Named region outline records
──────────

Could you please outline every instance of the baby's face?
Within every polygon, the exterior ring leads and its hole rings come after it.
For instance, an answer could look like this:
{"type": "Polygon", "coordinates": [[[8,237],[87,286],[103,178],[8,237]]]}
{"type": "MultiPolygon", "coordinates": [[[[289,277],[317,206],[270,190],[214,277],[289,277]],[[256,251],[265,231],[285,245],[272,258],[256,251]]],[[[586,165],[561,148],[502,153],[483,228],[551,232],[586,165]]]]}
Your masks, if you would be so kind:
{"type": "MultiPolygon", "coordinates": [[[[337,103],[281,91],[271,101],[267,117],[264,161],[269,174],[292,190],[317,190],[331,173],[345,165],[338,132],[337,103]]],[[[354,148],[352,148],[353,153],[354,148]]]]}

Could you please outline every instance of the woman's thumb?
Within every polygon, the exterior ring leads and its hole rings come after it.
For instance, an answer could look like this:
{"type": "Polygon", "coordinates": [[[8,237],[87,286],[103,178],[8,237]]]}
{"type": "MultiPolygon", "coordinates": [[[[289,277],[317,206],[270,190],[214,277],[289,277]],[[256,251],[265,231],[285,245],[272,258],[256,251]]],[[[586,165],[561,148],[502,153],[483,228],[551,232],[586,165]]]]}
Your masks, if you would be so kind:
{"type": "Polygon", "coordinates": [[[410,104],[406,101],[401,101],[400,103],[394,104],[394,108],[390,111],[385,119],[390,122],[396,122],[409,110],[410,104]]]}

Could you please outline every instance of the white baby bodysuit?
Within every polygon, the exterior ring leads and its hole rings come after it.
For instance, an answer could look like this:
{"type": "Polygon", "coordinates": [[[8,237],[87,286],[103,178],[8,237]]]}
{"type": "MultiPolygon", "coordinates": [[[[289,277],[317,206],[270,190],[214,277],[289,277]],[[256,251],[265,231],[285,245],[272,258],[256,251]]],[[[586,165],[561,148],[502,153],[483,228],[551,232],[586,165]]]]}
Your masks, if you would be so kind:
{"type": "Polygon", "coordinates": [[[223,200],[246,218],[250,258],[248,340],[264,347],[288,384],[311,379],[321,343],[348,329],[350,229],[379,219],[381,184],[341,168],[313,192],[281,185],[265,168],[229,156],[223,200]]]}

──────────

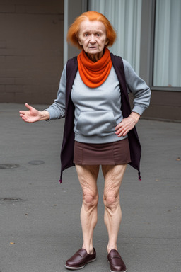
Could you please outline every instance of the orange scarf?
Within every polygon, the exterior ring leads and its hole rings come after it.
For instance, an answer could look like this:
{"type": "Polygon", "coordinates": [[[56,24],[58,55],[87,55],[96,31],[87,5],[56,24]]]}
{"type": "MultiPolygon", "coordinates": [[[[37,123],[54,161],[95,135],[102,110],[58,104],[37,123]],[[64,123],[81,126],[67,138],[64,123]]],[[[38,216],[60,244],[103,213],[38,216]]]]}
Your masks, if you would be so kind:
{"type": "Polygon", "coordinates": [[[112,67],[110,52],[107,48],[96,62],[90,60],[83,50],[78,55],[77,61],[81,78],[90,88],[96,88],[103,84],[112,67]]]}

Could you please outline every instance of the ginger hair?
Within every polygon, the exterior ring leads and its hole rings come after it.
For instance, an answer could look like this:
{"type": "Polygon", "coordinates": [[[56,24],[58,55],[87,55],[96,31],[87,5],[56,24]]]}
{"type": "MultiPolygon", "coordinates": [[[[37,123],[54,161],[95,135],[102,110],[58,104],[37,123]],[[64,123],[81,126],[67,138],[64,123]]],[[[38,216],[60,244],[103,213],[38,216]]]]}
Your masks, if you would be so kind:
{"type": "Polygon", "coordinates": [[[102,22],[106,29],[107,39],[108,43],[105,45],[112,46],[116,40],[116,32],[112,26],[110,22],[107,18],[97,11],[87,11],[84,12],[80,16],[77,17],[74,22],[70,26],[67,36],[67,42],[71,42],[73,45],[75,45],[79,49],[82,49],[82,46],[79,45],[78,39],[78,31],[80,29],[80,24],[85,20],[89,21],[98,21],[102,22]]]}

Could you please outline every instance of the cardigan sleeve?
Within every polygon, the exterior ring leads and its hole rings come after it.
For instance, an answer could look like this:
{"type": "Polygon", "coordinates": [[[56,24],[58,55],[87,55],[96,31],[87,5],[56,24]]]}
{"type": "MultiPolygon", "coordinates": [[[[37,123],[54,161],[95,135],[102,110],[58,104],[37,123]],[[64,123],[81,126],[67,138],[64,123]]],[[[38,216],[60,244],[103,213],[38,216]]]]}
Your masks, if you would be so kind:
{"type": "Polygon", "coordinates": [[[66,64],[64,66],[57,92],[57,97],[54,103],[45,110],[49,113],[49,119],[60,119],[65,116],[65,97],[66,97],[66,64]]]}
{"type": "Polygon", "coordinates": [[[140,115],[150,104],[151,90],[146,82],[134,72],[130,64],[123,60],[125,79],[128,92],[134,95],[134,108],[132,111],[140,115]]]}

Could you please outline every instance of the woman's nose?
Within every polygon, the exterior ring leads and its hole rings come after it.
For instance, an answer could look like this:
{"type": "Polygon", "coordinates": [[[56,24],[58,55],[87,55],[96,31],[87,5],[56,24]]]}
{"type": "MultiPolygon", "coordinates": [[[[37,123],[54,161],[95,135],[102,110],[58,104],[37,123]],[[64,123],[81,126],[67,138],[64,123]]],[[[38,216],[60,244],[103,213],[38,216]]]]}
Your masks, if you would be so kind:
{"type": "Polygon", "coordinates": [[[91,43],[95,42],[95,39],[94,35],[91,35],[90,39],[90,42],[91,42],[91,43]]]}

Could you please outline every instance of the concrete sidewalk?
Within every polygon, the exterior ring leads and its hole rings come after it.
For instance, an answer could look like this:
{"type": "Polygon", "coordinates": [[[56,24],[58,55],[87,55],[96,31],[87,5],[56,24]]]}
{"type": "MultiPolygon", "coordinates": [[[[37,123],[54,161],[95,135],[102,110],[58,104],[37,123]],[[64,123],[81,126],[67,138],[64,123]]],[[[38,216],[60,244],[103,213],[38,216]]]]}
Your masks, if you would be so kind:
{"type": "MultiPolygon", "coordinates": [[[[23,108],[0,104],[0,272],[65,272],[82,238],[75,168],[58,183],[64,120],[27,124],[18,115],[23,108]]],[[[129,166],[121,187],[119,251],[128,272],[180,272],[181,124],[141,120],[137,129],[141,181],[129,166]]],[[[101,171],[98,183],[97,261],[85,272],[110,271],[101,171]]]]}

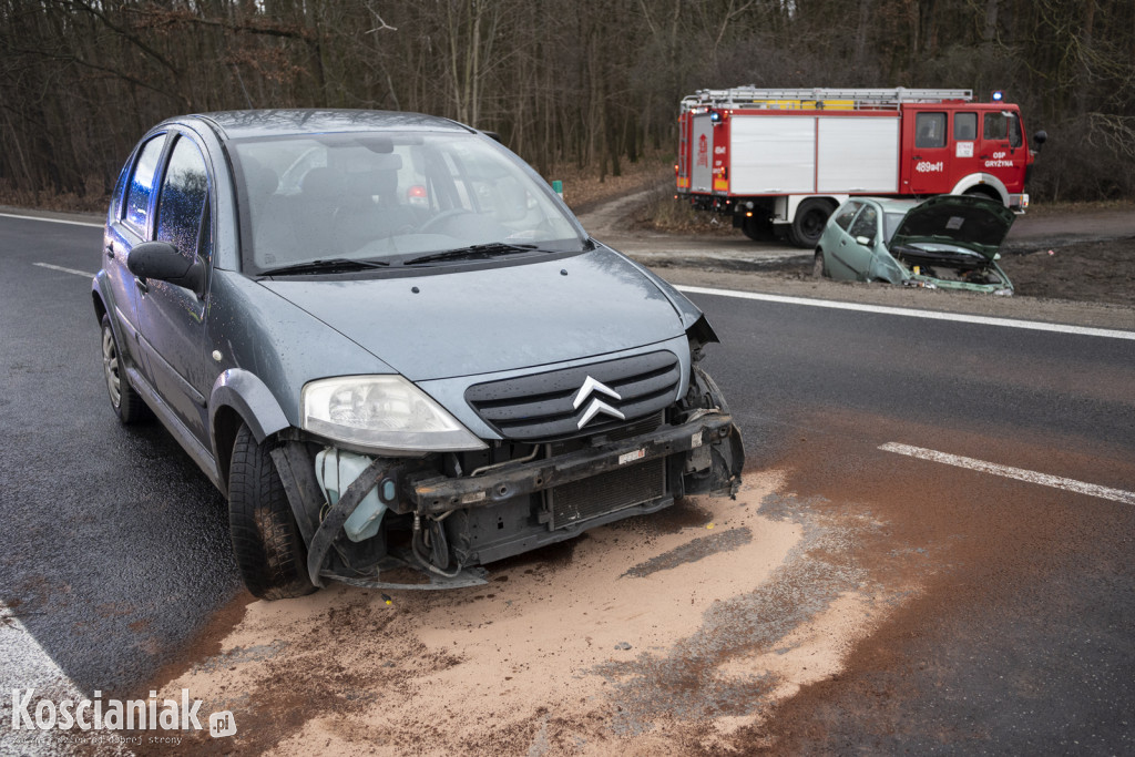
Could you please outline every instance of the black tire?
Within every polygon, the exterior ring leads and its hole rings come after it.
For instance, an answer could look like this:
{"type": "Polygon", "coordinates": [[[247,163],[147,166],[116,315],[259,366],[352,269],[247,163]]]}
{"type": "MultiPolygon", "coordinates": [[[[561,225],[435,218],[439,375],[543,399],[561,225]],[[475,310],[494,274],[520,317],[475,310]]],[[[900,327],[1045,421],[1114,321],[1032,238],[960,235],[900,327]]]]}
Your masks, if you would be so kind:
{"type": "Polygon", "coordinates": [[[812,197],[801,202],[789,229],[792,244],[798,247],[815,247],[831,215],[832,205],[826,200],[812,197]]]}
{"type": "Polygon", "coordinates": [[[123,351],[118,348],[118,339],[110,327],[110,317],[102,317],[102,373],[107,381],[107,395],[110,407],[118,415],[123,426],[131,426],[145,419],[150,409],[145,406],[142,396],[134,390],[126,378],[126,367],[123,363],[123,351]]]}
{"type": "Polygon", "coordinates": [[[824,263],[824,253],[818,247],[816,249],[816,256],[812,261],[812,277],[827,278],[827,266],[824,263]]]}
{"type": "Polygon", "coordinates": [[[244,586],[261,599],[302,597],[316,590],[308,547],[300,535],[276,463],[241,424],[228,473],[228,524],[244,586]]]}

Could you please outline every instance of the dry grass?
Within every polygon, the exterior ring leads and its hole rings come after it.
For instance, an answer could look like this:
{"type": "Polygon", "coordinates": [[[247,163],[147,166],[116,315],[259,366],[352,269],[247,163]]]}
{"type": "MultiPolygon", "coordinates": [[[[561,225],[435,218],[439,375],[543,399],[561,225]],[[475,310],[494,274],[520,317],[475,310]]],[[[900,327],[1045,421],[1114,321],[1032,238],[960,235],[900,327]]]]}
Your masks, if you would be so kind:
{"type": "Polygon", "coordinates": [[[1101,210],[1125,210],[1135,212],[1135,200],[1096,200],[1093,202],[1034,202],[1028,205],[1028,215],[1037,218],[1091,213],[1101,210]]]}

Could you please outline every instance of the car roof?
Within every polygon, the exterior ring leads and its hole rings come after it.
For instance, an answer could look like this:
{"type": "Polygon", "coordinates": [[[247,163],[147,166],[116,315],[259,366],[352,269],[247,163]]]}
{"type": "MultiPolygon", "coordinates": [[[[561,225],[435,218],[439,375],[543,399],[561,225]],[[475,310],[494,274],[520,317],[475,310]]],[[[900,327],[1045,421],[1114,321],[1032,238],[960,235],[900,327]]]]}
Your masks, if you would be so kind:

──────────

What you need to do
Across both blocks of rows above, count the lines that contain the word "baby" and give only that number.

Task response
2